▶ _Task details_
Render all of the material below as a two-column CSV headed text and answer, giving each text its own row beside its answer. Put every field in quotes and turn line breaks into spaces.

[Object point labels]
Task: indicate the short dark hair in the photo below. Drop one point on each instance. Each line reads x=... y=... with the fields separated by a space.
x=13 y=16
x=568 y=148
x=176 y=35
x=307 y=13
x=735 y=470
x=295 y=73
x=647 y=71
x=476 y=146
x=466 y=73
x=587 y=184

▶ _Task result_
text,answer
"Task: indicate the short dark hair in the photo below. Drop one point on each instance. Each line reads x=... y=... with the fields separated by a space.","x=13 y=16 x=568 y=148 x=176 y=35 x=307 y=13 x=735 y=470 x=295 y=73 x=647 y=71 x=476 y=146 x=466 y=73 x=587 y=184"